• To be done: Can you rewrite the data below so that every "Drop a marker" becomes "Place a point", with nothing else changed?

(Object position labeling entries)
## begin

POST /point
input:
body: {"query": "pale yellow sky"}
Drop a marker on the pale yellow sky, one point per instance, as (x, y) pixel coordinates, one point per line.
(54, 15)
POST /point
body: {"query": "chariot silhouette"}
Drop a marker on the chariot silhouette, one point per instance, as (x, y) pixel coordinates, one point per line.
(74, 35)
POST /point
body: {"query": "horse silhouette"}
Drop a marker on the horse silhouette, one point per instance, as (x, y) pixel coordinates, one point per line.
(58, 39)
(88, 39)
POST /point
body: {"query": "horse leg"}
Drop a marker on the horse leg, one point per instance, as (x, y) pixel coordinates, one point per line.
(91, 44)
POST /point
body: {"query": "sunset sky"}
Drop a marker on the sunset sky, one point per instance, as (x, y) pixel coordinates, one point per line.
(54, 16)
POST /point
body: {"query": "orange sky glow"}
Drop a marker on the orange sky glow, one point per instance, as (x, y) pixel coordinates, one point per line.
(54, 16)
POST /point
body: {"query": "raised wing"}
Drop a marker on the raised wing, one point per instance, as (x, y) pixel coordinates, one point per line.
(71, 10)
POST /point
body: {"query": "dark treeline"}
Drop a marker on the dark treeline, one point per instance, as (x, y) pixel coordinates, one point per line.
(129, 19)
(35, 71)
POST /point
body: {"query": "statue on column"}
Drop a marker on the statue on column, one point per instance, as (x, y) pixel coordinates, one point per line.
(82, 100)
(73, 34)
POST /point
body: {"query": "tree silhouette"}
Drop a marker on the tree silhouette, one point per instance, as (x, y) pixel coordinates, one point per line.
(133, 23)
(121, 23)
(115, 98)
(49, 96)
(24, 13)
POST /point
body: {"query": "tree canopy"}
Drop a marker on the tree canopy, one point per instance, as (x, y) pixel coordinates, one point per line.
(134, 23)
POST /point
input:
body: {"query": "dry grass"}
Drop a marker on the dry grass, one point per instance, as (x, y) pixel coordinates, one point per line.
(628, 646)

## end

• Solution for this problem:
POST /point
input:
body: {"query": "pale yellow sky"}
Place a point on the pale yellow sky, one point per instance, as (x, y) pixel coordinates, one point per line.
(54, 15)
POST /point
body: {"query": "chariot silhouette"}
Place a point on the chariot silhouette, one point per instance, as (x, y) pixel coordinates, one point per line.
(74, 35)
POST /point
body: {"query": "horse silhouette"}
Place a point on the horse silhouette, one point per instance, as (x, y) pixel coordinates, one point per line.
(58, 39)
(88, 39)
POST /point
body: {"query": "horse leg"}
Place a point on the horse leg, one point per instance, as (x, y) pixel coordinates, one point per line.
(91, 44)
POST /point
body: {"query": "sunset sky"}
Place a point on the sunset sky, one point per instance, as (x, y) pixel coordinates, one point per line.
(54, 16)
POST /point
body: {"query": "orange sky glow"}
Place a point on the orange sky glow, one point per instance, as (x, y) pixel coordinates, one point per line.
(54, 16)
POST /point
body: {"query": "raised wing"}
Place a point on the raised wing, one point per instance, as (x, y) pixel coordinates, one point per line.
(71, 10)
POST /point
body: {"query": "dark treeline"}
Place a point on the dark treeline, one point per instance, as (x, y) pixel coordinates, one point per line.
(129, 19)
(35, 71)
POST /point
body: {"query": "statue on column"}
Place a point on the statue on column, one point per instance, as (x, y) pixel coordinates, one point per line.
(82, 100)
(73, 34)
POST /point
body: {"query": "tree silhouette"}
Place a point on the tree silhouette, one point per instance, as (x, y) pixel coordinates, one point per line.
(133, 23)
(121, 23)
(115, 98)
(49, 96)
(24, 13)
POST /point
body: {"query": "tree canopy"}
Place a point on the tree canopy, one point per instance, as (x, y) pixel coordinates, one point per line.
(134, 23)
POST /point
input:
body: {"query": "dry grass"}
Place a point on the dry grass, one point per instance, as (x, y) pixel coordinates, one point per line.
(628, 646)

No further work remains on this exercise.